→ **Короткое упражнение 1**
Перепишите без изменений строки из записей ниже: от строки, в которой есть «contains boxer's bicep.», до строки с «70, 161, 99, 243» включительно.
___ Исходный отрывок
Пока мы отыскивали могилы бабушки и тети Муси, я мимоходом вчитывался в надписи на памятниках, в имена и фамилии, которые застряли у меня в памяти с детства, приросли к слову «Астрахань» и были неотделимы от него... Город казался мне пустым, улицы чужими, зато здесь, на кладбище, я ощутил себя дома... Мильчики, Шейкины, Зумеровы, Кохановы... Доктор Зумеров когда-то лечил меня, Шейкины приходились хотя и далекой, но родней, с Кохановыми дружила тетя Вера... Как они жили, как умирали?..
Было начало долгой, сухой, солнечной астраханской осени. Ветер легонько посвистывал, шевеля стебли отросшей за лето травы. Я положил цветы на могилки, разделив букет надвое, и подумал, что сбоку оставлено пустое место — возможно, для дяди Бори... Он был единственным человеком, опекавшим сестер до самой их смерти...
Мне не хотелось уходить, но Гриша тронул меня за рукав:
— Пройдем к моим... Я тоже здесь редко бываю...
Но могилы его родителей были обнесены металлической изгородью с пикообразными заострениями вверху, травка выполота, пышные кусты сирени осеняли памятники, выточенные из плит розового гранита. Мы постояли молча перед могилами, думая каждый о своем.
— Знаешь, когда отец умер, его проводить пришел чуть ли не весь консервный завод, на котором он работал последние двадцать лет... Многие женщины плакали, как плачут о ком-то близком... Его уважали, даже любили, он умел со всеми ладить — и с дирекцией, и с работягами у себя в цеху... И решетку эту оттуда, с завода привезли...
Я подумал о Саше Воронеле, общем нашем друге... О его словах про «наши еврейские дела»...
Когда я рассказал об этом Грише, он спросил, стыдливо пряча глаза:
— Он что, уезжать собрался?
— Не знаю... Об этом речи не было, но об Израиле он говорил много, видно, Сашку он очень интересует...
— А меня — нет... — Гриша вздохнул, глаза его сузились, голос стал резким, сердитым: — Не понимаю тех, кто туда едет... Прожить в Союзе всю жизнь — и вдруг подняться, сложить чемоданы и ехать бог знает зачем и почему...
Я заговорил об антисемитизме, который в разное время на себе испытал, который коснулся, и еще как, и Аню, и ее отца, и мало ли кого еще...
— Не знаю, не знаю... Думаю, ты преувеличиваешь... По крайней мере на себе я ничего подобного не испытывал... И вообще... — Гриша помолчал. — Да, мы евреи... Но что в нас еврейского? Языка мы не знаем, в синагогу не ходим, ермолку не носим... По всему мы — русские, разве не так?.. И жена у меня, Нонна, русская, и дети — что в них еврейского?
Я не часто видел добродушного, миролюбивого Гришу таким ожесточившимся. По сути, он высказывал мои собственные мысли....
И кто бы мог представить, что через 25 лет мы — все трое, Гриша Горжалцан, Саша Воронель и я — встретимся в Иерусалиме?..
______
___ Входные строки
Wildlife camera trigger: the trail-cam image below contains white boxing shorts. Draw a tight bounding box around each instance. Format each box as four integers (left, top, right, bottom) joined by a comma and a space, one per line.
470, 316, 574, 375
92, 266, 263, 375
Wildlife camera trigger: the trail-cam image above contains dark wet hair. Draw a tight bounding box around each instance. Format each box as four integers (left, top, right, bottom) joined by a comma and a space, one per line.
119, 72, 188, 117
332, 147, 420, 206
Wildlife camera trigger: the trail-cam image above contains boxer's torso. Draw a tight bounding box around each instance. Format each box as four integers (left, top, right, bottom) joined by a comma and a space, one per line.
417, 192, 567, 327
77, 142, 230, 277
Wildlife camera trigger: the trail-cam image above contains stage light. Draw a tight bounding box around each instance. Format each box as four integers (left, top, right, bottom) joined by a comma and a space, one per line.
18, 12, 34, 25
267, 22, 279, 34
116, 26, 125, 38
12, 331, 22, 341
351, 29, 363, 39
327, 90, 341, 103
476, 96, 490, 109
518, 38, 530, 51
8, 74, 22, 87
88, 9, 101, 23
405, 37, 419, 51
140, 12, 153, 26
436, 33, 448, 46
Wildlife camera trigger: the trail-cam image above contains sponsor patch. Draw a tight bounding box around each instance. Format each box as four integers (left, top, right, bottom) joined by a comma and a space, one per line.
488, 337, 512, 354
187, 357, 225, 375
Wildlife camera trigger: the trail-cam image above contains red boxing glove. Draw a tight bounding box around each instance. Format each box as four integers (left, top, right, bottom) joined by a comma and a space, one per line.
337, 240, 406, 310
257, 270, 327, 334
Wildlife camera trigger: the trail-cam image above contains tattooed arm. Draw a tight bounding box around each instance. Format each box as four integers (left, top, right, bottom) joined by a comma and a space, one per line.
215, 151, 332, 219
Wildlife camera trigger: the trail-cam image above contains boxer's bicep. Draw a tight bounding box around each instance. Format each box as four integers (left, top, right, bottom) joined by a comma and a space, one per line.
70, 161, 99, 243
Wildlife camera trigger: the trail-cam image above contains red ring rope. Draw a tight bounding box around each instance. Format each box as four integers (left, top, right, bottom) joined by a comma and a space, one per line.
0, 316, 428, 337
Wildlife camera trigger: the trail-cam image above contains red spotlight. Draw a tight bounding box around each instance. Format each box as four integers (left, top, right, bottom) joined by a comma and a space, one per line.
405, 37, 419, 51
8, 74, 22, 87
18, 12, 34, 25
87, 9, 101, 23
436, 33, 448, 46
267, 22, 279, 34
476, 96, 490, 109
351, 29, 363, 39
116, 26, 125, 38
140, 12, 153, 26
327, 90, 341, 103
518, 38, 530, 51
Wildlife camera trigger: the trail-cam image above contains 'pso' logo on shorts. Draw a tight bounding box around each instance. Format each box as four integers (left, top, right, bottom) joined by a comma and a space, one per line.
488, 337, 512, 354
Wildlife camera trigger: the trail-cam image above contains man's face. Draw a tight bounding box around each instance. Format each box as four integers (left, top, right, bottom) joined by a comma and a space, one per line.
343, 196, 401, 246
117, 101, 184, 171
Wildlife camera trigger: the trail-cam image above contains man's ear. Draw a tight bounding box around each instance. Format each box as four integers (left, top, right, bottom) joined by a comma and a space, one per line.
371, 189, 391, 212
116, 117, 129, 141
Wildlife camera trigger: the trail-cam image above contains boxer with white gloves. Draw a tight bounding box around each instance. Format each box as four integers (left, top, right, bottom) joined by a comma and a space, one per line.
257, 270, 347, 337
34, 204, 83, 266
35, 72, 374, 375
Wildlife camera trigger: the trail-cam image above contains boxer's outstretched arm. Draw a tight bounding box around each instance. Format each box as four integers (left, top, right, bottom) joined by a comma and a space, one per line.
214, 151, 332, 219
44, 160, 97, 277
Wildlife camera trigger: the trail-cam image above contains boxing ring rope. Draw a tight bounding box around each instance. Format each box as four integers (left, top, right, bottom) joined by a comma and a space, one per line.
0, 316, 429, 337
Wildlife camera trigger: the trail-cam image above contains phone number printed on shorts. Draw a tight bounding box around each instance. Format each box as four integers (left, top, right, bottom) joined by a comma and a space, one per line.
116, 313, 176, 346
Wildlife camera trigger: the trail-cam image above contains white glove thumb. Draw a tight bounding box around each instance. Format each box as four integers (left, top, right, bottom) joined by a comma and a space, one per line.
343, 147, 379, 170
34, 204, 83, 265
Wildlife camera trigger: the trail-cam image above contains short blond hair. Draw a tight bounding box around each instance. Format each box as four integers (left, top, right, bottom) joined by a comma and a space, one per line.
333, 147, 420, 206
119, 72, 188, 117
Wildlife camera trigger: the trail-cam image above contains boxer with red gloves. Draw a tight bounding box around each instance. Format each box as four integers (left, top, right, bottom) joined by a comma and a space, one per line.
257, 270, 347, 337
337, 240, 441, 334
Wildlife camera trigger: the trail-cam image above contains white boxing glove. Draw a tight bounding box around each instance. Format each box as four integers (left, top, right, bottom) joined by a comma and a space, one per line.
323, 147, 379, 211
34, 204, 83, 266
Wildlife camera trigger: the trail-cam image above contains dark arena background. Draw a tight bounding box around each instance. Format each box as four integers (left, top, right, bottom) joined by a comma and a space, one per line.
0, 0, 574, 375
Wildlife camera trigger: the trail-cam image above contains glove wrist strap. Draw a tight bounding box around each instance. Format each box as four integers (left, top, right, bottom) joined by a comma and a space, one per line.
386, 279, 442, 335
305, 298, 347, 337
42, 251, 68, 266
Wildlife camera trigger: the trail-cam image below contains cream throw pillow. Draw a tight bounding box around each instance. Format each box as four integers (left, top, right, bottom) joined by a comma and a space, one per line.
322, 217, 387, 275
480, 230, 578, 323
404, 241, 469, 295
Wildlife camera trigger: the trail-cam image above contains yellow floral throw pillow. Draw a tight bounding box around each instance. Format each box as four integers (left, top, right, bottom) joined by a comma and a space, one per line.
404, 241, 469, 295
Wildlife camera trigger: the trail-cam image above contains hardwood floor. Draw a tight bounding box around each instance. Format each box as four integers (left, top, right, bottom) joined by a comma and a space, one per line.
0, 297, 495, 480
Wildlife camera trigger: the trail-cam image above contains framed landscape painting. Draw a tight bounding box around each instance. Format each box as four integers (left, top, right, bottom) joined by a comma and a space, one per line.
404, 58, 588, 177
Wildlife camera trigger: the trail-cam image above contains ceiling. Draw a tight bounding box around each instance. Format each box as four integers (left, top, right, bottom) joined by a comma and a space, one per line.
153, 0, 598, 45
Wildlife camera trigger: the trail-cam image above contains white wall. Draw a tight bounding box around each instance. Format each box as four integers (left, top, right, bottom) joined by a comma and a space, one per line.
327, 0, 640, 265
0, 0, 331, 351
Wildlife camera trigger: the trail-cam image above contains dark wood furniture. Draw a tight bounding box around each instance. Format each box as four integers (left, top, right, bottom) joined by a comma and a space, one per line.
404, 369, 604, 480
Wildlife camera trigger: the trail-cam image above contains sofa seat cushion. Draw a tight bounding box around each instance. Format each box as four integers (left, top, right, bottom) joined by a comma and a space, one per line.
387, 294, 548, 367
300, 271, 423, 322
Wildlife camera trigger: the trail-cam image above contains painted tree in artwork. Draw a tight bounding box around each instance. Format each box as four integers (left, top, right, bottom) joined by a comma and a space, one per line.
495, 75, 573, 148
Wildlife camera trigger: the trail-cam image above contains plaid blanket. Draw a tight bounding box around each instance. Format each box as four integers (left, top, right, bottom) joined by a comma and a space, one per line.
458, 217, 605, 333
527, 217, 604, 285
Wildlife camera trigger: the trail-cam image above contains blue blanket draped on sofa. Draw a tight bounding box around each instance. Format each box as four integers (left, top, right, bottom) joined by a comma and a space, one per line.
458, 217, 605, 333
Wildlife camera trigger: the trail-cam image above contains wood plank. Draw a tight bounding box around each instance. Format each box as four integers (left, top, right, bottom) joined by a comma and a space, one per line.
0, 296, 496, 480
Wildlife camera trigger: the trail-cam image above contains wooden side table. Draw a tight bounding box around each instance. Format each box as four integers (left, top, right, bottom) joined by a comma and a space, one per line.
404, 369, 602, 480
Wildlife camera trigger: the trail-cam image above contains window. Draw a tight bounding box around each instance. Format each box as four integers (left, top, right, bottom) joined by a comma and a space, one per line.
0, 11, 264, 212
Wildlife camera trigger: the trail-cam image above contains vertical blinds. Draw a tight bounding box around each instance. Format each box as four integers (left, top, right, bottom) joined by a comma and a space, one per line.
______
→ **Короткое упражнение 2**
Сколько лет, по словам Гриши в отрывке, его отец работал на консервном заводе?

→ **Письменный ответ 1**
Wildlife camera trigger: the trail-cam image above contains boxer's bicep. Draw a tight bounding box around each instance. Format each box as four integers (left, top, right, bottom) joined by a comma and a space, one per line.
70, 161, 99, 243

→ **Письменный ответ 2**
Последние двадцать лет.